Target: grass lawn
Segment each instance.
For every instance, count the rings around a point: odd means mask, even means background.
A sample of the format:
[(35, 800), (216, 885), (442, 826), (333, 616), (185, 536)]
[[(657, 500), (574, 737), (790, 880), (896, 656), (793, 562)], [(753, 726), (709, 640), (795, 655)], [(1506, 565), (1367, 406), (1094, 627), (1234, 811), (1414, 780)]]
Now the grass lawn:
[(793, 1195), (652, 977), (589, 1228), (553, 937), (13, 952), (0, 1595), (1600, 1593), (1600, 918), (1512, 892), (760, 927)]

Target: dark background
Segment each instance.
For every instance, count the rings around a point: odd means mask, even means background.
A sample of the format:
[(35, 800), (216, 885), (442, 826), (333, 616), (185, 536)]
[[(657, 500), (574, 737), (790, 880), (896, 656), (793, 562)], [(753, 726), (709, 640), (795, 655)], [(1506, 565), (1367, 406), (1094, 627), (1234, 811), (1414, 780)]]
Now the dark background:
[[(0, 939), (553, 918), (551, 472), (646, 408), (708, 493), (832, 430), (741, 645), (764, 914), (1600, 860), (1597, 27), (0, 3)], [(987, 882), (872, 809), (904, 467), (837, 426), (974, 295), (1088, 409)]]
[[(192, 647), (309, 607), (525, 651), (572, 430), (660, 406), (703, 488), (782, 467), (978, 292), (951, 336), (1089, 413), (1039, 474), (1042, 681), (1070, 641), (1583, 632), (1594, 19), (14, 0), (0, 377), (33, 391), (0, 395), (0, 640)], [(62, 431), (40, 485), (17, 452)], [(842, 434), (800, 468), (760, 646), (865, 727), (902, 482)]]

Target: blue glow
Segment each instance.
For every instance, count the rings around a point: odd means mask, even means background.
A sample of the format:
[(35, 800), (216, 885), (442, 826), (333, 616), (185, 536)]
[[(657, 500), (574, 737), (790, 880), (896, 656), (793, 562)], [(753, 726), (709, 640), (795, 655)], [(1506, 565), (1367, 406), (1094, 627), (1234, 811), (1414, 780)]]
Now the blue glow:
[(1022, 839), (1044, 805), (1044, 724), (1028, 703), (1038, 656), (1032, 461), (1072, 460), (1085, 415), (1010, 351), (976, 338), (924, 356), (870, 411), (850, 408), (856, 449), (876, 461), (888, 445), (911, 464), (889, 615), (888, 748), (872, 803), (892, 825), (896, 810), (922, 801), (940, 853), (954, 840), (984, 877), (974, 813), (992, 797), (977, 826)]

:::

Work order: Please copy all lines of the listing in which the string "Target" occurs.

Exercise output:
Target: grass lawn
Target: dark background
Target: blue glow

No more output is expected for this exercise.